◆ Uw opdracht ◆
Haal alle regels uit het onderstaande materiaal en geef ze ongewijzigd weer.

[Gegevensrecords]
-----
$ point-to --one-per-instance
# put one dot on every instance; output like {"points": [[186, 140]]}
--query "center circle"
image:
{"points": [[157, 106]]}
-----
◆ Oplossing opgave ◆
$ point-to --one-per-instance
# put one dot on every instance; output like {"points": [[186, 140]]}
--query "center circle"
image:
{"points": [[157, 106]]}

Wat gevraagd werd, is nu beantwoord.